• _Problem to solve_
Convert all the records below into a Markdown table with the columns Row and Line text, giving each nonblank line its own numbered row. Omit the pictures from the table.

Rows from a box labeling dataset:
------------------------------------------------------------------------

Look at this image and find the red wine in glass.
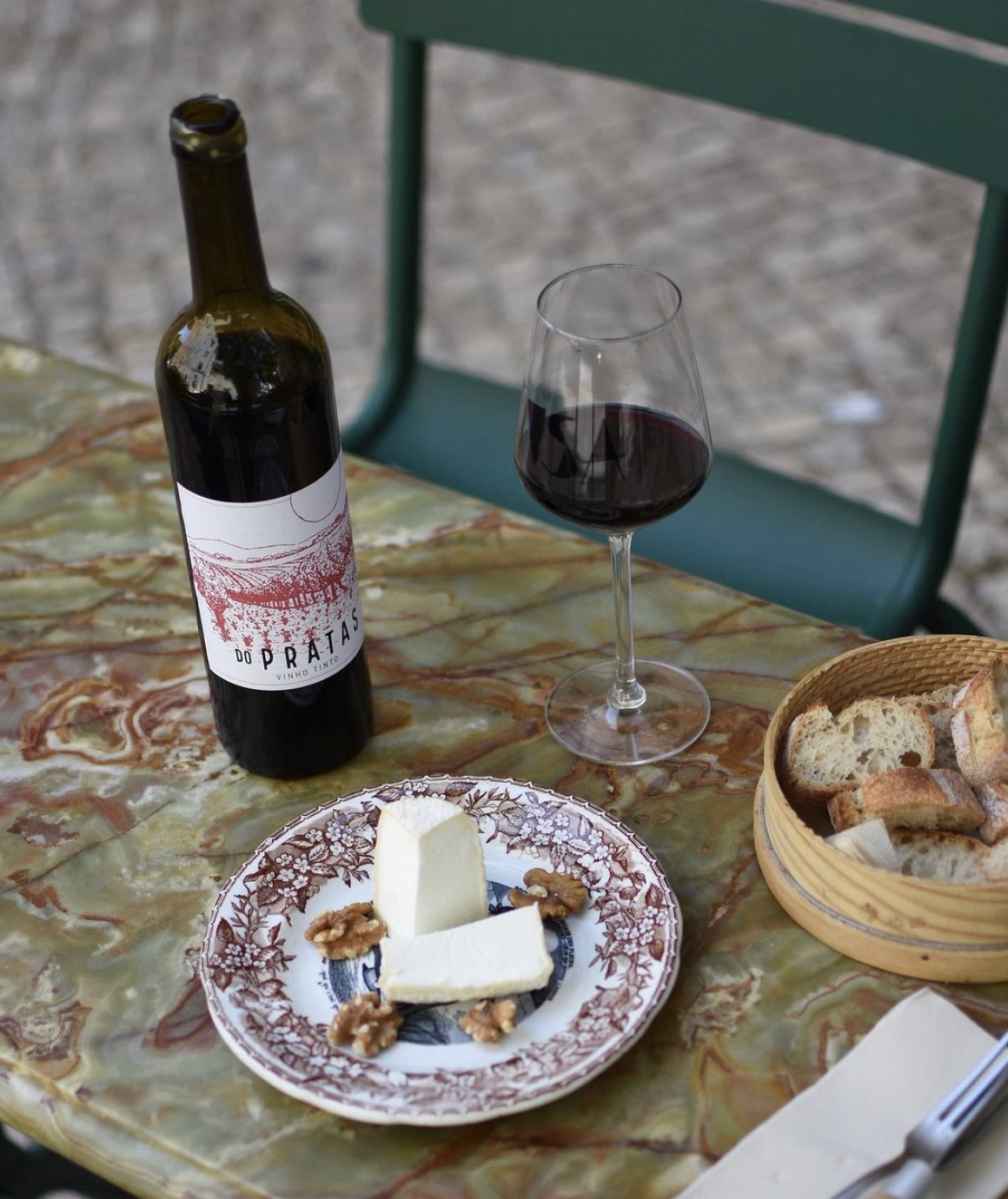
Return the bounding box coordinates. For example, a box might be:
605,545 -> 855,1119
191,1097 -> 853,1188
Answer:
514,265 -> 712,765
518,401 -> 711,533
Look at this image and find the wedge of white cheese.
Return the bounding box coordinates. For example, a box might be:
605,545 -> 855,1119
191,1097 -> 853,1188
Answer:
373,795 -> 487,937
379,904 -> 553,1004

------------------------------------------------------------------------

• _Written solution_
| Row | Line text |
|---|---|
| 1 | Look at this image and find the red wine in glass. |
| 2 | Return the bounding box coordinates. For example, a box might be: |
| 3 | 605,545 -> 855,1119 |
| 4 | 191,1097 -> 853,1188 |
| 5 | Answer: |
| 6 | 514,265 -> 712,765 |
| 7 | 518,401 -> 711,533 |
| 8 | Look at this image and find the wedge of white cheese. |
| 9 | Return the bounding box coordinates. For example, a box might be: |
| 10 | 605,545 -> 855,1119 |
| 11 | 191,1097 -> 853,1188 |
| 12 | Answer: |
| 13 | 373,795 -> 487,937 |
| 14 | 379,904 -> 553,1004 |